• Records shown
────────────────────
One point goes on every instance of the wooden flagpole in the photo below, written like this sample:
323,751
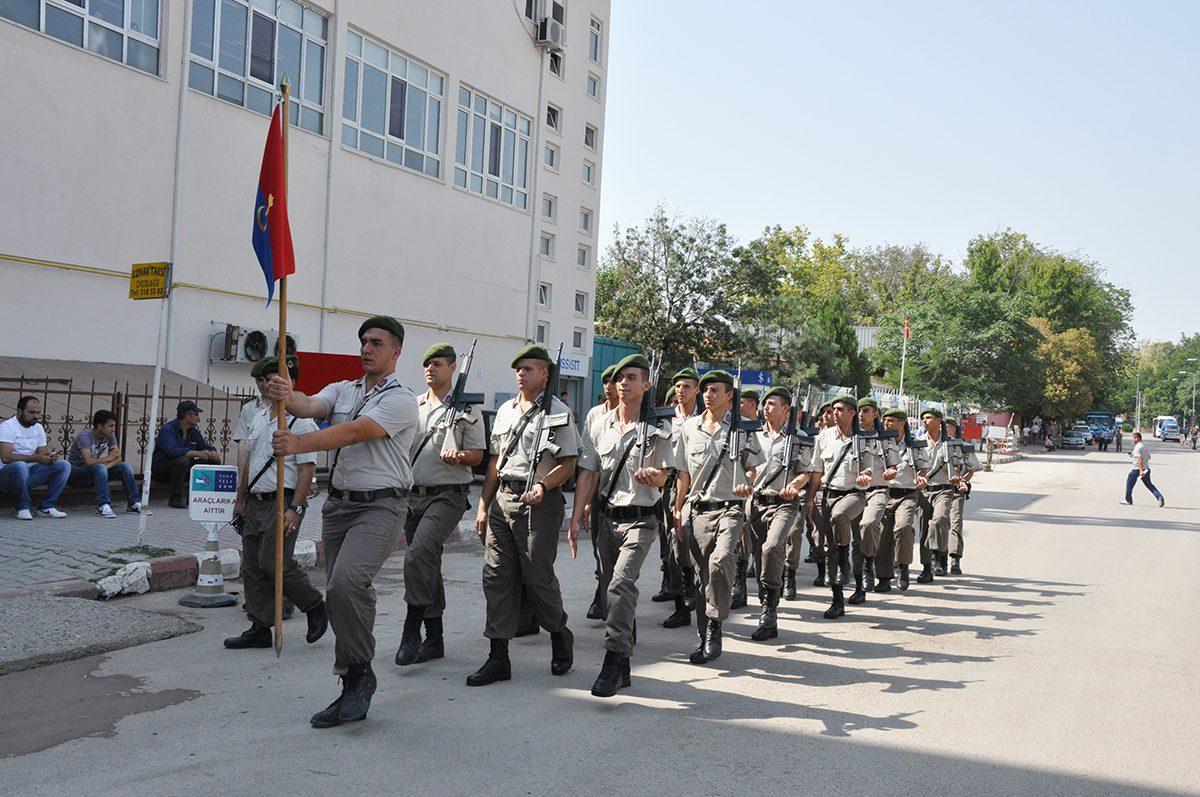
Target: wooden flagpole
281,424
────────────────────
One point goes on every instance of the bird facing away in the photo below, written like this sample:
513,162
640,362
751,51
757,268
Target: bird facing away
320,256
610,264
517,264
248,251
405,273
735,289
────────────────────
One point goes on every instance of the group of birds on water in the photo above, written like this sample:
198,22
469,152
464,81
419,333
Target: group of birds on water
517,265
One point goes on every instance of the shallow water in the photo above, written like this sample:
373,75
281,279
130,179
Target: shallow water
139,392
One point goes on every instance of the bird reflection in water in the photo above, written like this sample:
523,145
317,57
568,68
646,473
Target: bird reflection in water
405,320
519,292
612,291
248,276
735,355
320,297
────────────────────
• Your goal
Pull out each line above that contains the word "flagpole". Case counts.

• Output
One point goes on every instance of the wooden flagpole in the photo below, written like this sample:
Target: wooden flagpole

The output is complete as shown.